## GIVEN DATA
──────────────────────────────

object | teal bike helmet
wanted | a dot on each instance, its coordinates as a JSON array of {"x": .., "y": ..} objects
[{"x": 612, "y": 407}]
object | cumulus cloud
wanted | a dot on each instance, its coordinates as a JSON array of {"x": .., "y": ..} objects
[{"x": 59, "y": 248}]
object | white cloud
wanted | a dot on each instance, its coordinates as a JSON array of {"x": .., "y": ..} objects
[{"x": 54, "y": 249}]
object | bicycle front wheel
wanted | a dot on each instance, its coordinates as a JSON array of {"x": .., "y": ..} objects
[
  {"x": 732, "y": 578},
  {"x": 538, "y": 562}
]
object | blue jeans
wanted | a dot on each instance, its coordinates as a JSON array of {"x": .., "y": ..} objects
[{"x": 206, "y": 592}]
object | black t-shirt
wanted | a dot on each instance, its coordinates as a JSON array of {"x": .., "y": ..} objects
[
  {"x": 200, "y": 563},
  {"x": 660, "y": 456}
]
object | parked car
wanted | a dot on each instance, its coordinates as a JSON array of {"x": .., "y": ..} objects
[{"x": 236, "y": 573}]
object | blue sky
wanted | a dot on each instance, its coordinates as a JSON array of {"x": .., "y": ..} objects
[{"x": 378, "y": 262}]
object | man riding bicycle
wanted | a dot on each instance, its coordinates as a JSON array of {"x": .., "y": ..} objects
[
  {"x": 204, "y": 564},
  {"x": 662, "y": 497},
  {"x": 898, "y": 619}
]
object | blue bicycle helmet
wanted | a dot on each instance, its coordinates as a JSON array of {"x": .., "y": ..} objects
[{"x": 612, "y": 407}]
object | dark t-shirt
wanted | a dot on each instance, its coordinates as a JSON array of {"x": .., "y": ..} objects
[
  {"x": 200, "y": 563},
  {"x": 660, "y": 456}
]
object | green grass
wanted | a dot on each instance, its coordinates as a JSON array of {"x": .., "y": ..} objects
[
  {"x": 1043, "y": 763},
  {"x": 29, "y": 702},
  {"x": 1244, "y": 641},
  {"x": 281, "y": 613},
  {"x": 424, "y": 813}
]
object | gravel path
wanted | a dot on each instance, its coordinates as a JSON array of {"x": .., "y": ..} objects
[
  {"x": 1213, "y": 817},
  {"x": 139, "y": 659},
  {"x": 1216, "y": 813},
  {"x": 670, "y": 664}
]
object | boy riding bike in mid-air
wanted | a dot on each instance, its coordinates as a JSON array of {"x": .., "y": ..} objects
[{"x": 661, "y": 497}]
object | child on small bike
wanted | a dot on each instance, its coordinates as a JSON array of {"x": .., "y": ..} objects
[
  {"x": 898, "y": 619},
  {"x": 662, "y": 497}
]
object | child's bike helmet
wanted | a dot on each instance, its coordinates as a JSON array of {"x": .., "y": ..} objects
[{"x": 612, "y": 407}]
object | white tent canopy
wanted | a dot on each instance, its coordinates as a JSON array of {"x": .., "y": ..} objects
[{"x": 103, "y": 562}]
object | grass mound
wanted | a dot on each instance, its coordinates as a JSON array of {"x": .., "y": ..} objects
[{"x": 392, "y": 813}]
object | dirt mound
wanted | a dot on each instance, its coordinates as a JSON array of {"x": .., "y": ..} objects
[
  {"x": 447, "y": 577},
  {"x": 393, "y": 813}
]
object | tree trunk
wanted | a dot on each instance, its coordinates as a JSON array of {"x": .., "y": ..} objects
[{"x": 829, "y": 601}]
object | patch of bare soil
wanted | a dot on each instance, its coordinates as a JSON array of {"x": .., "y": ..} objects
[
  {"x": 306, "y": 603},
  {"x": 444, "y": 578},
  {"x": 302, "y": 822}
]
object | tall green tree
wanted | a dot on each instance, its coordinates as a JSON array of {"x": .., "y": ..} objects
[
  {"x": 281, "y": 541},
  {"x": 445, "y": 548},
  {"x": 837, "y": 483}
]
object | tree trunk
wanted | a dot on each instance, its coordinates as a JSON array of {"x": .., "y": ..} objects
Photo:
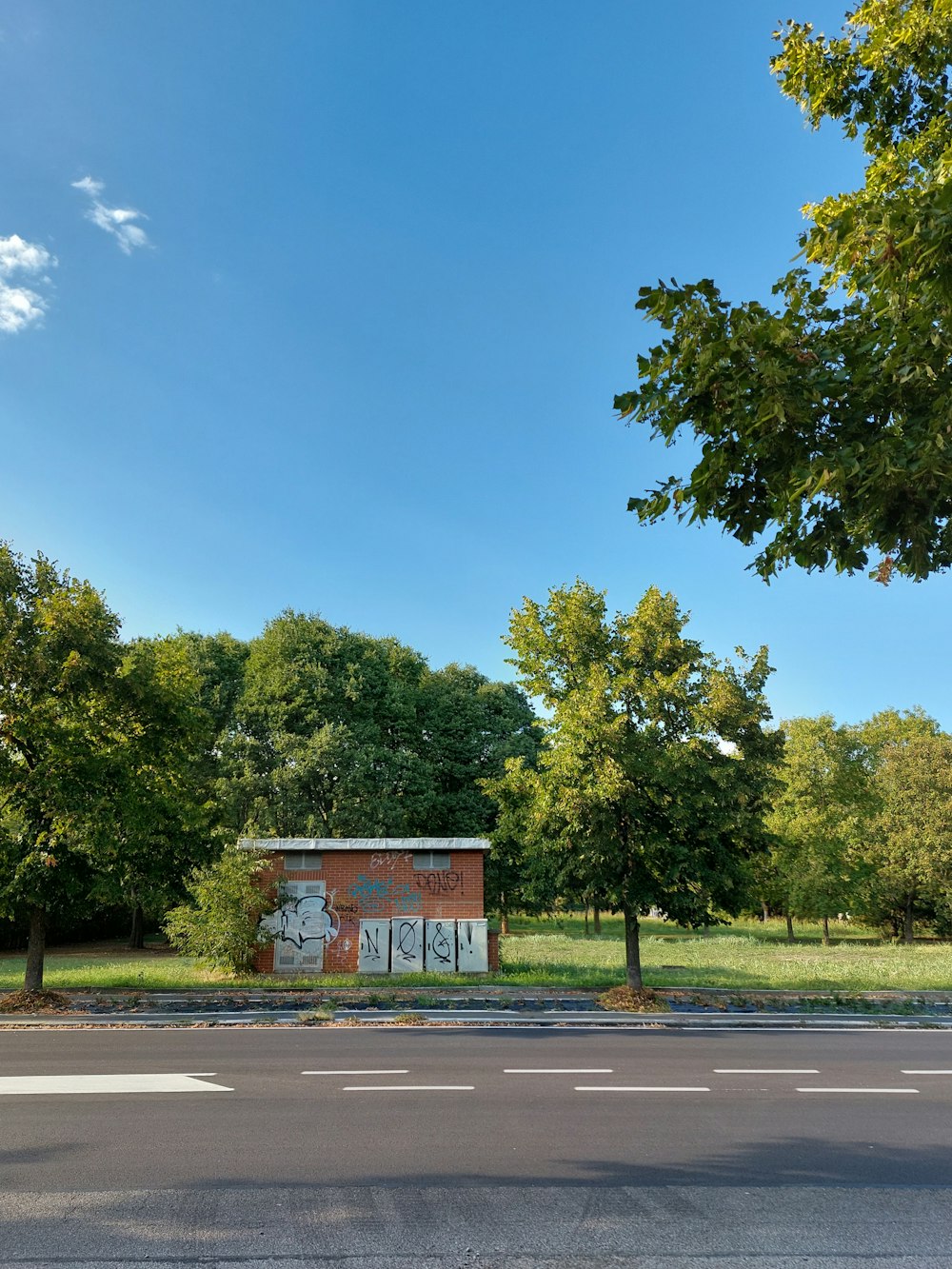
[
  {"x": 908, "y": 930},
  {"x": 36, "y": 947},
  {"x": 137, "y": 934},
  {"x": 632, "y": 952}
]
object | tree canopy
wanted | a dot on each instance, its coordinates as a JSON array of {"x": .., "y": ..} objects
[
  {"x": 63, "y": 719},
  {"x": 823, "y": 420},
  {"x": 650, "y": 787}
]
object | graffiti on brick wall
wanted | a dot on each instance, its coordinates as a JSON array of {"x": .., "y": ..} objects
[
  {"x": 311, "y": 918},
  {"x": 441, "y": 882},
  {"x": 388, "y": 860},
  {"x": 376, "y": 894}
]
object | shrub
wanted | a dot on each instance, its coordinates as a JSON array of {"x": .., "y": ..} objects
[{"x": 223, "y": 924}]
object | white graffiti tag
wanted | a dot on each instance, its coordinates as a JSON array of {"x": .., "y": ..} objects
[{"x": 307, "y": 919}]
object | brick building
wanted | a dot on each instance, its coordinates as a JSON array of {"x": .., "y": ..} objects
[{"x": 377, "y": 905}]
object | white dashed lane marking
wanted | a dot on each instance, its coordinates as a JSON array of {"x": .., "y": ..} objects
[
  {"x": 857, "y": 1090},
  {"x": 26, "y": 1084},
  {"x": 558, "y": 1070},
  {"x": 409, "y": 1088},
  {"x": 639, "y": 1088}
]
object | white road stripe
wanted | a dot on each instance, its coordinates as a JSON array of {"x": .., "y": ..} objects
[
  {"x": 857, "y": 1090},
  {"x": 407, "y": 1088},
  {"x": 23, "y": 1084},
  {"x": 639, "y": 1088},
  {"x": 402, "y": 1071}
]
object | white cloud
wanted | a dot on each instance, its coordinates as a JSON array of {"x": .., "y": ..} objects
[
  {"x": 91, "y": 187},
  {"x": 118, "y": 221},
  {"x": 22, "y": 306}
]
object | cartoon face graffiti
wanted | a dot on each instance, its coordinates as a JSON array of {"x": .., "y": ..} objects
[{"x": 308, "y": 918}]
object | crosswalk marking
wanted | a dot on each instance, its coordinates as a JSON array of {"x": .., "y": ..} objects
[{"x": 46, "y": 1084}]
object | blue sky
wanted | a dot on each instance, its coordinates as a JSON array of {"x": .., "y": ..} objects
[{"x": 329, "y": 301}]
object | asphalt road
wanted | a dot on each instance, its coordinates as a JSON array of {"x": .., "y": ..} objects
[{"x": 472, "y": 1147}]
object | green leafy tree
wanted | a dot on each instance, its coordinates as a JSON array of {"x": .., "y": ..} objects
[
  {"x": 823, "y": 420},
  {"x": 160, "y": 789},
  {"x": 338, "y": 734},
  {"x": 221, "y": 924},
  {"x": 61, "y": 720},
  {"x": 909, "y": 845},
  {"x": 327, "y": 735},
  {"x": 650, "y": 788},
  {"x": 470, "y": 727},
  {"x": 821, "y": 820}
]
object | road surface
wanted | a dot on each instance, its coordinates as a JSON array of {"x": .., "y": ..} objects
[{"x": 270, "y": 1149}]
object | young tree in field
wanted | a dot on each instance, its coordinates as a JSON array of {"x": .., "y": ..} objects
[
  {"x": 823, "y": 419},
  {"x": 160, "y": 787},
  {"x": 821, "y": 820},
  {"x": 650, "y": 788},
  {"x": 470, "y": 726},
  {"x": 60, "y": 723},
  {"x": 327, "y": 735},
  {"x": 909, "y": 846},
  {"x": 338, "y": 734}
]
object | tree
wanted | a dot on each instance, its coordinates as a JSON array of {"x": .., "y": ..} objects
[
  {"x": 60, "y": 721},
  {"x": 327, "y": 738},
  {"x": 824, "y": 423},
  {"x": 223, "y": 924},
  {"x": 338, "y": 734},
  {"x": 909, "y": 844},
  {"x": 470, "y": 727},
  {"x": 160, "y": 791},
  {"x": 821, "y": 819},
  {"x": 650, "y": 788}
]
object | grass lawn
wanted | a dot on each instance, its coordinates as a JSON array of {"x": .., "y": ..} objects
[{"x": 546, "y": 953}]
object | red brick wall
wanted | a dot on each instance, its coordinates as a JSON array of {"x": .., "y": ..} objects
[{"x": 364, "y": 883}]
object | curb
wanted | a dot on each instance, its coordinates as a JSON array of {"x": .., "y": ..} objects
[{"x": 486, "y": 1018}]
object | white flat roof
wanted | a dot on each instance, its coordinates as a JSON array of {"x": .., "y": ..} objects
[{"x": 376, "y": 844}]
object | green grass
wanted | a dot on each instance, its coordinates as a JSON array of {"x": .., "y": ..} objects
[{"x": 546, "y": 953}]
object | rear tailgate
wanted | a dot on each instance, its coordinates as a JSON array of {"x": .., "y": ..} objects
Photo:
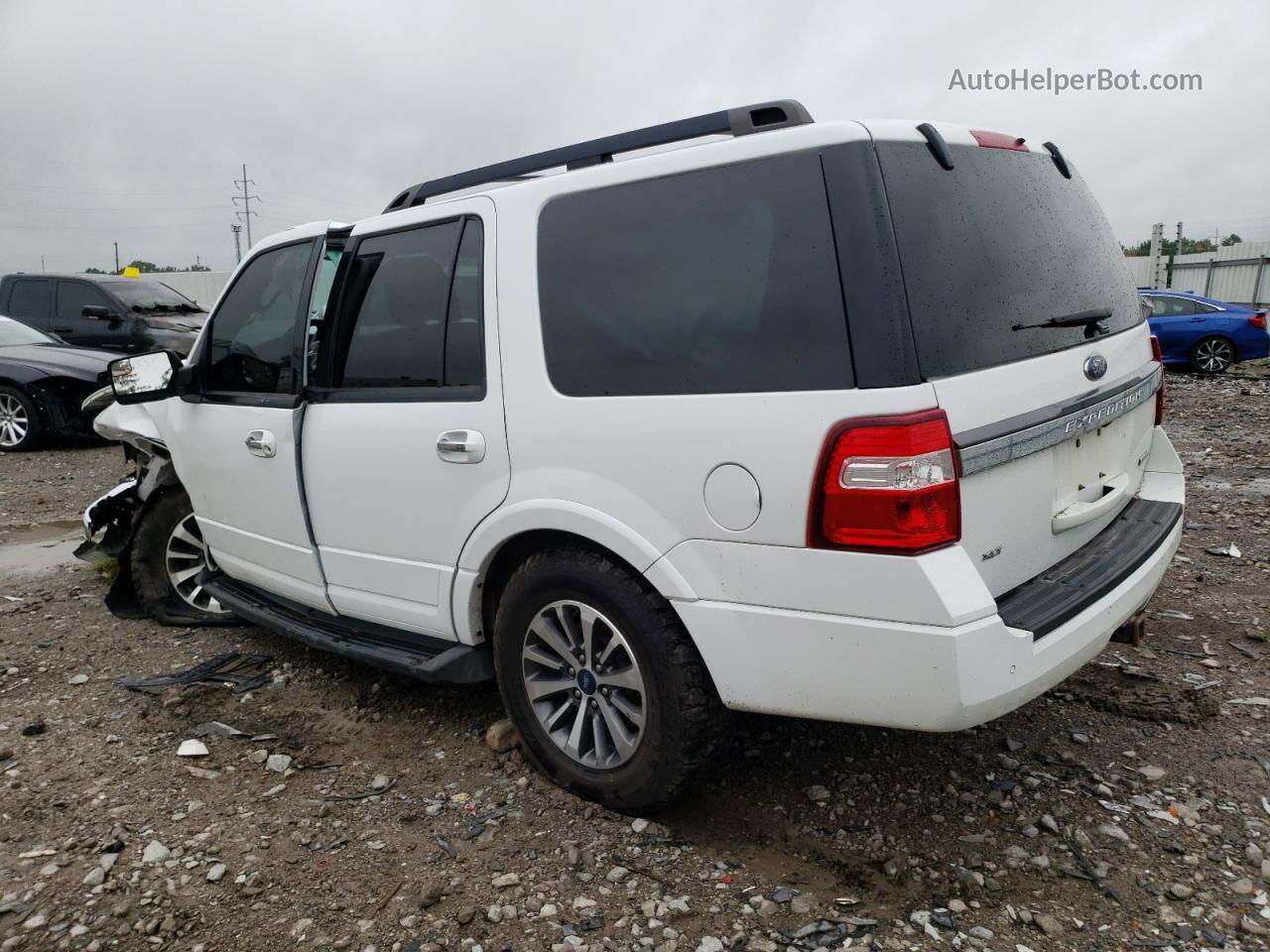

──────────────────────────────

## PROBLEM DESCRIPTION
Resize the data from the line that contains "object | grass lawn" through the end of the data. Repeat every line, but multiply each coordinate in the answers by 2.45 and round it to a whole number, rounding halves up. Leave the pictures out of your output.

## WRITTEN RESPONSE
object | grass lawn
wanted | a dot on each instance, its coordinates as a JSON array of {"x": .., "y": ..} objects
[{"x": 1338, "y": 2335}]
object | red brick wall
wanted | a dot on each instance, its coordinates as a JSON array of {"x": .., "y": ..} objects
[{"x": 892, "y": 2163}]
object | curb
wanted | a dot on each instance, its coordinates as a JSON array of {"x": .., "y": ..} objects
[{"x": 1191, "y": 2494}]
object | white flat roof
wanted | a dot on each instance, its coordinates as a JSON array of {"x": .., "y": ..} objects
[{"x": 921, "y": 2068}]
object | green grass
wanted | a dot on each instance, its coordinates as a JSON array of {"x": .., "y": ..} objects
[{"x": 1338, "y": 2335}]
object | rear tailgate
wanted | a dot on each instance, its coordinates as a JSON array of {"x": .., "y": ..} objects
Photo:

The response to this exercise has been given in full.